### Exercise directions
Copy word for word everything from the line containing "Would you be able to indicate the ruler" down to the end of the entries below, including both of those ends.

[START]

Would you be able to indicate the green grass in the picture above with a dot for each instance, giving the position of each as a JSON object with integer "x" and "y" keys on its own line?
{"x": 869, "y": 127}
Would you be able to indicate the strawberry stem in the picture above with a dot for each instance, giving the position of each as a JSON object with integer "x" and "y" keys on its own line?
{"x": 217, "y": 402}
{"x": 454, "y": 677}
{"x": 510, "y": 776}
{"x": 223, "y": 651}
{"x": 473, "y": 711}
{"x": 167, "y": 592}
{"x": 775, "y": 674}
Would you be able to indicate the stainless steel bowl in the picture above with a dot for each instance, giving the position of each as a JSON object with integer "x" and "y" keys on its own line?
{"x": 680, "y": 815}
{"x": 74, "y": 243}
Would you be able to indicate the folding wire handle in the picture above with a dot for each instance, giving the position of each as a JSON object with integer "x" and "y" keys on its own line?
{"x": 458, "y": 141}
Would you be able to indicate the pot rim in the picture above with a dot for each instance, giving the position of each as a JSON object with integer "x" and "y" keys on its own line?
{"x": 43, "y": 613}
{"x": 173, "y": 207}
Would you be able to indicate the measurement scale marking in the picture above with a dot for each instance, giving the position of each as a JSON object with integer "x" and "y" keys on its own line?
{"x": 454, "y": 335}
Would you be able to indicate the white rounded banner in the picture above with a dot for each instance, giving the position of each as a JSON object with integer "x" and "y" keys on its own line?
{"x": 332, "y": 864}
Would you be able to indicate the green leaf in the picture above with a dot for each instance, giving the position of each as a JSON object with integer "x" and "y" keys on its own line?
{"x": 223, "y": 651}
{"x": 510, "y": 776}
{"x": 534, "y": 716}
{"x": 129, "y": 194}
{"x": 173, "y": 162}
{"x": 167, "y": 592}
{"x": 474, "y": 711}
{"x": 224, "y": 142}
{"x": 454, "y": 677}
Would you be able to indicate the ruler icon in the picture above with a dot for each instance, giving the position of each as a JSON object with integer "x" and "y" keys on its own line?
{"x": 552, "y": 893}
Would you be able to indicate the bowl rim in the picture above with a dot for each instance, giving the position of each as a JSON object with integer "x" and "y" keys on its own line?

[END]

### Result of this exercise
Would you be able to indicate the ruler icon in the picture above with a dot for each instance, giving the position of each as a JSON object with integer "x" and "y" keys on its own line?
{"x": 552, "y": 893}
Would you be able to indicate the bowl rim in the picture above with a dot for each instance, giving the position of each as a JSON object with integer "x" and "y" keys on its own line?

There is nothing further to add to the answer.